*TASK TO COMPLETE*:
Please copy the listing below word for word, from the line with "Outline pink-tinged flower." up to and including the line with "[[153, 3, 387, 265], [0, 0, 448, 264]]".

>>>

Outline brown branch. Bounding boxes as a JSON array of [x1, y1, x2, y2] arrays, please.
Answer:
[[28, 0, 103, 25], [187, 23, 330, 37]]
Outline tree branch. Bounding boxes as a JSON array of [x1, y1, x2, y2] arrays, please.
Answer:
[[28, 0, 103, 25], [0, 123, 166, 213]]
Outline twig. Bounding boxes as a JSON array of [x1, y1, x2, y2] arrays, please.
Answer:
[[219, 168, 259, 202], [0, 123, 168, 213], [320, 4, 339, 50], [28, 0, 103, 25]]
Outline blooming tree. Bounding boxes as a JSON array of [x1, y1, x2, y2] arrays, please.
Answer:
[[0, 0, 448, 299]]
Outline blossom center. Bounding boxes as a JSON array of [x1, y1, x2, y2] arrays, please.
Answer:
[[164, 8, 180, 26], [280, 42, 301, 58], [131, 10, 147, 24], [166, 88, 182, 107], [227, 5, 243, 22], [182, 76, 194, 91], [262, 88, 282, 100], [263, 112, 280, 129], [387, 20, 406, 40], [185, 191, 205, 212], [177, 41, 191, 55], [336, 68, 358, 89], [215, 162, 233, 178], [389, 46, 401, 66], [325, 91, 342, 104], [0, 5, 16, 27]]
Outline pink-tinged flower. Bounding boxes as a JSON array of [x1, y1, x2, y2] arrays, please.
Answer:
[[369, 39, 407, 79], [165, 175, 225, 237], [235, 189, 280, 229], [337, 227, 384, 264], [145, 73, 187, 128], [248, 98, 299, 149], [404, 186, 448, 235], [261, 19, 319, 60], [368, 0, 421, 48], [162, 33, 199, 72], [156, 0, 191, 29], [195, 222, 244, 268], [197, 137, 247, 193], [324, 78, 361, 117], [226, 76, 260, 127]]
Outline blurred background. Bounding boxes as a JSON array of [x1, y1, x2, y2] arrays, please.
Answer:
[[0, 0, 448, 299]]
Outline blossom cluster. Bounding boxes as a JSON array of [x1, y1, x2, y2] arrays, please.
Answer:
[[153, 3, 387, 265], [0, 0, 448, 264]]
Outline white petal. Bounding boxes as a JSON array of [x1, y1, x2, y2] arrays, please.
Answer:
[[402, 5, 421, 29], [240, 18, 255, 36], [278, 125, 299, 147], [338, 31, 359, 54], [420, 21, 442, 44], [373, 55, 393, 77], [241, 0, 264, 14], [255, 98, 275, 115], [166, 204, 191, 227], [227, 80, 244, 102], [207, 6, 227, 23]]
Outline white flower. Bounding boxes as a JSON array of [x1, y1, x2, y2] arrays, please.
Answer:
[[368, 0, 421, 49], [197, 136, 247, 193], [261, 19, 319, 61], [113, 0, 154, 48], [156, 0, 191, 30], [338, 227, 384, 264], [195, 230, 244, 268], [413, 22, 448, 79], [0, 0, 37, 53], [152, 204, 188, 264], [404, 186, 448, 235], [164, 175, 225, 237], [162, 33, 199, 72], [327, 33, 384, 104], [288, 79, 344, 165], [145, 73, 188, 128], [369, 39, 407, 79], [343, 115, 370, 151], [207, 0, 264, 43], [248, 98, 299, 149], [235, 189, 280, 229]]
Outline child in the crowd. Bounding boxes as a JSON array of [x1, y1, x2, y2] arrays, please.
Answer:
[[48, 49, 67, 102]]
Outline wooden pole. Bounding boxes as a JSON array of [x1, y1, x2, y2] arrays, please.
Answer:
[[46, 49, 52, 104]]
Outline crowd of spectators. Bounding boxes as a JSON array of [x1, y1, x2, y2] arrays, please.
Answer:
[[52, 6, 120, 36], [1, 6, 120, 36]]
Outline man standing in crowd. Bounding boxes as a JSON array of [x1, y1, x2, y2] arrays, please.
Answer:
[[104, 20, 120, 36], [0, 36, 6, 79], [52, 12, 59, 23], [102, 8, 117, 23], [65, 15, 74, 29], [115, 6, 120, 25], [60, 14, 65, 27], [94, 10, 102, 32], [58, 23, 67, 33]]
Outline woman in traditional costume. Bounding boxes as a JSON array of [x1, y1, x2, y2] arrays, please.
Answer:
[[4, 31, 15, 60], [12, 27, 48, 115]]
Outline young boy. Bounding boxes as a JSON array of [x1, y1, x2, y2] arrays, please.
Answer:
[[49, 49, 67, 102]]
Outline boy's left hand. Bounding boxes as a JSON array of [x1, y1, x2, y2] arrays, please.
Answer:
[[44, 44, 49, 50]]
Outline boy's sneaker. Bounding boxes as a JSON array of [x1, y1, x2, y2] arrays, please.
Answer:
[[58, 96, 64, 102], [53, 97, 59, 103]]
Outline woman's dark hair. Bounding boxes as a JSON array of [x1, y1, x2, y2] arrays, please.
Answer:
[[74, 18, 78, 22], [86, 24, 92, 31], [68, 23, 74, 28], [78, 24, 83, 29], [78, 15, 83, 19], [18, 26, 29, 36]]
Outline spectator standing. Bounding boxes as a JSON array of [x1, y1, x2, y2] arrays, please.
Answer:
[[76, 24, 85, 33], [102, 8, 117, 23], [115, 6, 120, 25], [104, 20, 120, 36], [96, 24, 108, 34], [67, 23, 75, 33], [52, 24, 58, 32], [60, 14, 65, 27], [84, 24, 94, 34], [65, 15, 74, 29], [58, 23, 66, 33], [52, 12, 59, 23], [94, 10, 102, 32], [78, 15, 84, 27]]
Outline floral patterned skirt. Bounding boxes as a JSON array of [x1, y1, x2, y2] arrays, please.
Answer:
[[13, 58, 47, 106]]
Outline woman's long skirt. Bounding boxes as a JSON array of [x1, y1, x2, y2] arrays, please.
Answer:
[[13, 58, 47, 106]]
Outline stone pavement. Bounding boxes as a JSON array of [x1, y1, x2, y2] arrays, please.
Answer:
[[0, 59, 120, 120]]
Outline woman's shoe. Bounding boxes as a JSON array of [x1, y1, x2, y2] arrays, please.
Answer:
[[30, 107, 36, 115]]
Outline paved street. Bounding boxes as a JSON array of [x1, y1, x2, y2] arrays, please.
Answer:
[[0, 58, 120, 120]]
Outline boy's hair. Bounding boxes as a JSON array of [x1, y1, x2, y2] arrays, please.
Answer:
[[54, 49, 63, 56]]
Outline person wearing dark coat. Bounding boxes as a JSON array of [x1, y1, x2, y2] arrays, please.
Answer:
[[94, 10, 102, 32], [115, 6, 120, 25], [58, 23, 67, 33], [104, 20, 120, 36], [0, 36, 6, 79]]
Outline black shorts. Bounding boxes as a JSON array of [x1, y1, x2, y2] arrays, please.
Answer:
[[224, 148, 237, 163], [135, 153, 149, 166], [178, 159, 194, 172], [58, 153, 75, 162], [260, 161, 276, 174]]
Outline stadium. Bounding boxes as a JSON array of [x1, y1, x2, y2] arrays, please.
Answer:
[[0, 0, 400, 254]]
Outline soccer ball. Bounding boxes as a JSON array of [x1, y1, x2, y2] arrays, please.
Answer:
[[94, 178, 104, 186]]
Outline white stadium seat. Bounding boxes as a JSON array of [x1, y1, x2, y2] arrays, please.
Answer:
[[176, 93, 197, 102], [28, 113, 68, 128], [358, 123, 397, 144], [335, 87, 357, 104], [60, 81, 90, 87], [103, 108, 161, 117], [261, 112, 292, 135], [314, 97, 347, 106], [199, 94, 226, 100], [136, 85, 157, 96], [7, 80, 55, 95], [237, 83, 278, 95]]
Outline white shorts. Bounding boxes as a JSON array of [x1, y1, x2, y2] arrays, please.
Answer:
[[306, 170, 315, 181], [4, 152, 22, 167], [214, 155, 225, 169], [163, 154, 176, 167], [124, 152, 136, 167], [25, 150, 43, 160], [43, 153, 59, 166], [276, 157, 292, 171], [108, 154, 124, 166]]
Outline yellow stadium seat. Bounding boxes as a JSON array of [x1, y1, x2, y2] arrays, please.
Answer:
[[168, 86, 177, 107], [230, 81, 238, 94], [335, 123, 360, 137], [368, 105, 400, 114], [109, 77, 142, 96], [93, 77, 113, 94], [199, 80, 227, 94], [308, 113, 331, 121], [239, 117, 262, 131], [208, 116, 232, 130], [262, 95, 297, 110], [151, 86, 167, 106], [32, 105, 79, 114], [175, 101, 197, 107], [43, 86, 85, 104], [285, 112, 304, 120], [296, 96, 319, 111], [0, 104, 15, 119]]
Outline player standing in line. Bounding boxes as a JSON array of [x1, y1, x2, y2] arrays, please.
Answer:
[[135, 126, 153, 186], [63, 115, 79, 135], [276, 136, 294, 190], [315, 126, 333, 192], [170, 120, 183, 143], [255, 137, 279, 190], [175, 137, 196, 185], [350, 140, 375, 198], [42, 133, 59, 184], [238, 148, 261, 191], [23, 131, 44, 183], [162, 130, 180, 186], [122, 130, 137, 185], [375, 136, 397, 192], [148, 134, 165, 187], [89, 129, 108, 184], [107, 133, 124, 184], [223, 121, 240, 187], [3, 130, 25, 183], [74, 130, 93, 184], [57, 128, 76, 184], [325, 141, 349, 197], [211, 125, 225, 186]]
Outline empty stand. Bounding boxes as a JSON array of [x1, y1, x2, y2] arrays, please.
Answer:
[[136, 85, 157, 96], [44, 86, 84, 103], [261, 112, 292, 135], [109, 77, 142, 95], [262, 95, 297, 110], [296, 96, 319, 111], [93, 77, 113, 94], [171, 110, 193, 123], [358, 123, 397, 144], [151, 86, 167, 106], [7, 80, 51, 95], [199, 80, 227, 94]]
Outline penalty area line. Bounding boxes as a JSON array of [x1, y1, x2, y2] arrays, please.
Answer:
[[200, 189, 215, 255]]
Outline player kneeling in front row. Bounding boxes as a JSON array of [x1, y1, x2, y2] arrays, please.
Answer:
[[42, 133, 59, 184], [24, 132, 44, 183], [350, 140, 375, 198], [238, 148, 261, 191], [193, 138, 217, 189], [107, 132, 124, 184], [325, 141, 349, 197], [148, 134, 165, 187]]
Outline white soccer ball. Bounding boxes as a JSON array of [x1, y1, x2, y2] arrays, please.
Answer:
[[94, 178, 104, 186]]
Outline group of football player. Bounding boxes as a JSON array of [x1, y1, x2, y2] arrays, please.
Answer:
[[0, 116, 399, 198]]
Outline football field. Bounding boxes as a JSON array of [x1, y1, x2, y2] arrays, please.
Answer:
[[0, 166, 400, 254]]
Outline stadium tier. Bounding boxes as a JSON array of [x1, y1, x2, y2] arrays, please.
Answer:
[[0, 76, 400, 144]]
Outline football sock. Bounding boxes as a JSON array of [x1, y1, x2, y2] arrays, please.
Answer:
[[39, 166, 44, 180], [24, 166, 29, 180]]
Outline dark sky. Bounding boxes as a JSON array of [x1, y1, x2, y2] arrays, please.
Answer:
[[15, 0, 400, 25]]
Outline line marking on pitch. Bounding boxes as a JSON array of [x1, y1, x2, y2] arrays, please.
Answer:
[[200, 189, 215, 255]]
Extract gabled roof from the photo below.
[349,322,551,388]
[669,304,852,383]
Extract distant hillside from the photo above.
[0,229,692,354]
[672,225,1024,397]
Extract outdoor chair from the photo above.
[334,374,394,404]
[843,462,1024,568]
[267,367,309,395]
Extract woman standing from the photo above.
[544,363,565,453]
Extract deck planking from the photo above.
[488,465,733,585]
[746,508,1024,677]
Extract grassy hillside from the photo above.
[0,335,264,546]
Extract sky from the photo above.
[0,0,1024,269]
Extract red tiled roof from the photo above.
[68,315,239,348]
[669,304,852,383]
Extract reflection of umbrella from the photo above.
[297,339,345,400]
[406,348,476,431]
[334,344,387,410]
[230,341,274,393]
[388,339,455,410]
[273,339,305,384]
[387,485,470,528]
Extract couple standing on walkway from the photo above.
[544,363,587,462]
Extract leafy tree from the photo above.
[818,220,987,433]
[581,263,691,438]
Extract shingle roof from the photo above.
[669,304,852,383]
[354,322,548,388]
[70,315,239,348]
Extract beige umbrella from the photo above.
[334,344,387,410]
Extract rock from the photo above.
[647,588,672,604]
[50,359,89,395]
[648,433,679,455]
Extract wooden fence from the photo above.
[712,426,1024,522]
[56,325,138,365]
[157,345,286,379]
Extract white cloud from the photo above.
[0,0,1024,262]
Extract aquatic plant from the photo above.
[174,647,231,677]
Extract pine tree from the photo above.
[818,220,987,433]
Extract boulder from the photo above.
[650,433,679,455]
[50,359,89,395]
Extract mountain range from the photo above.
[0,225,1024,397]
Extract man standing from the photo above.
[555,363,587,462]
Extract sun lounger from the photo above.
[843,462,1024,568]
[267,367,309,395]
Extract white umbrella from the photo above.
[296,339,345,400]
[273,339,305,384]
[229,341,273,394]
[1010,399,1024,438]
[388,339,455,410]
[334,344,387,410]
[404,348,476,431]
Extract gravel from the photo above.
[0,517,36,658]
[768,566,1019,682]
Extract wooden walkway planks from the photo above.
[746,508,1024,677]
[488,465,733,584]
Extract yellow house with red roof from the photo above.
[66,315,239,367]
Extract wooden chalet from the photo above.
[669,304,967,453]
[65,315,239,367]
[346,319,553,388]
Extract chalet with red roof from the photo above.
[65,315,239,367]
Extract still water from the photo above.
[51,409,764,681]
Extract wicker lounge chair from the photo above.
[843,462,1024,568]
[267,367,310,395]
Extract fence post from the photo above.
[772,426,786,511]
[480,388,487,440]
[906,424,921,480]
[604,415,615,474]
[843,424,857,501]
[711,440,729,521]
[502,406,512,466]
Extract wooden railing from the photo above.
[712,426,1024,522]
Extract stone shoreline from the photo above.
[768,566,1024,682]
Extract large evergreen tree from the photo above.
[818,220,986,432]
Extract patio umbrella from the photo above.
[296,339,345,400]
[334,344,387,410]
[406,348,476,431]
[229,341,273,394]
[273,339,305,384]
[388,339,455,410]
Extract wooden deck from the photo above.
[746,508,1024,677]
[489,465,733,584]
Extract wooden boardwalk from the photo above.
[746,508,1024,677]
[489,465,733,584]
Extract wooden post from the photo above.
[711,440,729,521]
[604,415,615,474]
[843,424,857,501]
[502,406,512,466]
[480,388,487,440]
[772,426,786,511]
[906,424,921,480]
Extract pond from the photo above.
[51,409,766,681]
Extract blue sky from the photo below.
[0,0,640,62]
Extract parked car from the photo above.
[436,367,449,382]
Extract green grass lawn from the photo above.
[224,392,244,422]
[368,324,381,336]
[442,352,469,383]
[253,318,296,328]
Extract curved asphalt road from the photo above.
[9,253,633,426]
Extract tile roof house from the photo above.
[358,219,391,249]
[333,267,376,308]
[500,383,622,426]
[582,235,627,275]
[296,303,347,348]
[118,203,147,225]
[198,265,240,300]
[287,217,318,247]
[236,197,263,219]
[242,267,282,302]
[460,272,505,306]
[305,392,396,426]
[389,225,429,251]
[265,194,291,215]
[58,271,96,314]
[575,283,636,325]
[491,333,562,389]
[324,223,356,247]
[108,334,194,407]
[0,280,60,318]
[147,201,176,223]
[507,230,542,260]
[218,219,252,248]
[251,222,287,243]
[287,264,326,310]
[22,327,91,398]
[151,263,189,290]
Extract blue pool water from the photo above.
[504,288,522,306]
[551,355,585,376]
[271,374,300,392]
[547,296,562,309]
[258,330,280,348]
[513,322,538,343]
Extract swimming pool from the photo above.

<<<

*FINAL ANSWER*:
Outline pink-tinged flower. Bounding boxes as a JSON array of [x1, y1, x2, y2] arrays, please.
Answer:
[[369, 39, 407, 79], [165, 175, 225, 237], [235, 189, 280, 229], [337, 227, 384, 264], [145, 73, 187, 128], [248, 98, 299, 149], [404, 186, 448, 235], [261, 19, 319, 60], [368, 0, 421, 48], [162, 33, 199, 72], [156, 0, 191, 29], [195, 222, 244, 268], [197, 137, 247, 193], [324, 78, 361, 117], [226, 76, 260, 127]]
Outline blurred background. Bounding boxes as a JSON array of [x1, y1, x2, y2] arrays, please.
Answer:
[[0, 0, 448, 299]]
Outline blossom cluster. Bounding boxes as a JSON array of [x1, y1, x2, y2] arrays, please.
Answer:
[[153, 3, 387, 265], [0, 0, 448, 264]]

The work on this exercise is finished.